Vous ne l’avez pas voulu, et vous avez été aussi vrai en choisissant de préférence parmi vos souvenirs des exemples de la noblesse du travail et de la conception de l’honneur qui s’y attache. On n’oubliera pas votre vieux métayer Saruilles, le maître autoritaire et longtemps obéi, qui, à mesure que la force se retirait de ses bras, de ses jambes, de tout son corps, abdiquait successivement entre les mains de son fils et de son gendre la direction des labours, de la moisson, des vendanges, des chantiers, et refaisait, en rétrogradant, le dur et digne chemin de sa vie. À la taille des ceps, il arriva volontairement en retard et prit la queue de l’équipe, « comme un apprenti qui a besoin de voir comme on fait ». Pendant les foins, il se mit à travailler avec les femmes. Puis, un soir, il dit : « Voilà cinquante ans, aujourd’hui, que j’ai pris la métairie. Elle a besoin d’an bras fort et d’un œil clair. À partir de demain. Caddéroun, mon aîné, prendra le commandement ici sur moi et sur les autres. Pour moi, redevenu enfant, je reprendrai mon travail d’enfant. » Il décida que sa fille Jeanne resterait désormais à la cuisine et qu’il la remplacerait. Et on le vit garder les bêtes. Cependant, sous prétexte de faire un coffre à sel, il occupa ses soirées à scier, raboter, ajuster des planches de peuplier ; et, le coffre fini, le long coffre, il le fit porter dans son âtre profond. Au réveillon de Noël, assis au haut de la table, « à sa place naturelle », il parla encore et dit : « C’est la dernière fois que je mange à table avec vous... À l’avenir, je mangerai seul, sur mon coffre, sous le manteau de la cheminée... Qui n’apporte plus rien à la table de famille n’a plus le droit de s’y accouder. » Il y a là une véritable grandeur, qui n’est pas ennemie d’une certaine ostentation assez orientale.

> Enregistrements fournis
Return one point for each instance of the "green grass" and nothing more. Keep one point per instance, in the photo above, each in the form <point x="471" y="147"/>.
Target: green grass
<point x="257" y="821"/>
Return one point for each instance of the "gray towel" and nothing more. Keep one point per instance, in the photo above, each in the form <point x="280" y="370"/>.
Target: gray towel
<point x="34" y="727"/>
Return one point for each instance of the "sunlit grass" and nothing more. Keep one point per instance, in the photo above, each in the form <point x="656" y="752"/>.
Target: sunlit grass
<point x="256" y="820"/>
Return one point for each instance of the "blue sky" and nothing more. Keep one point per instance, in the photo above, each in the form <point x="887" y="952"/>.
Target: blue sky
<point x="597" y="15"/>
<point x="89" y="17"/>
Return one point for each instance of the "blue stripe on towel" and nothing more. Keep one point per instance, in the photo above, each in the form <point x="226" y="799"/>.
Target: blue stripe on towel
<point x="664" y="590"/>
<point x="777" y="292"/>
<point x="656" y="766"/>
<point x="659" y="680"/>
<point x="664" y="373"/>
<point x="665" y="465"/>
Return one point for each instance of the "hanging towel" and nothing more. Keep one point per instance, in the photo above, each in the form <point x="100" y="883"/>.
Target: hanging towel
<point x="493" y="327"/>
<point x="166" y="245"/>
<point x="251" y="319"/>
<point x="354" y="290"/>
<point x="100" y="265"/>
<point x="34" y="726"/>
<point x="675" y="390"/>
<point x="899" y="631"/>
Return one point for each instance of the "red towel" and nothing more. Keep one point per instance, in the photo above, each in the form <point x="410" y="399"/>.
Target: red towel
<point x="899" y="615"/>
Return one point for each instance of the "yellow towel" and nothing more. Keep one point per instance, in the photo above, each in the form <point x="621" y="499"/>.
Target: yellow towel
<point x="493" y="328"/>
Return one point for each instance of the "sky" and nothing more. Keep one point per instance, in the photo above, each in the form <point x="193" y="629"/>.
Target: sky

> Consigne de travail
Reformulez sous forme de liste plus courte le paragraphe du texte du document qui commence par « Vous ne l’avez pas voulu », en conservant ses faits principaux.

> Votre réponse
- Parmi ses souvenirs, le destinataire a retenu de préférence des exemples de la noblesse du travail et du sens de l’honneur qui s’y attache.
- Le vieux métayer Saruilles, maître autoritaire longtemps obéi, cède peu à peu à son fils et à son gendre la direction des labours, de la moisson, des vendanges et des chantiers à mesure que ses forces déclinent.
- À la taille des ceps, il arrive volontairement en retard et se met en queue d’équipe, comme un apprenti. Pendant les foins, il travaille avec les femmes.
- Un soir, cinquante ans après avoir pris la métairie, il remet le commandement à son aîné, Caddéroun, et annonce qu’il reprendra un travail d’enfant.
- Sa fille Jeanne restera désormais à la cuisine et il la remplacera. On le voit alors garder les bêtes.
- Le soir, sous prétexte de fabriquer un coffre à sel, il façonne un long coffre en planches de peuplier, qu’il fait placer dans son âtre.
- Au réveillon de Noël, il déclare qu’il mange à table avec les siens pour la dernière fois. Il mangera désormais seul, sur son coffre, sous le manteau de la cheminée, car qui n’apporte plus rien à la table familiale n’a plus le droit de s’y accouder.
- Le texte voit dans cette attitude une véritable grandeur, non dénuée d’une certaine ostentation assez orientale.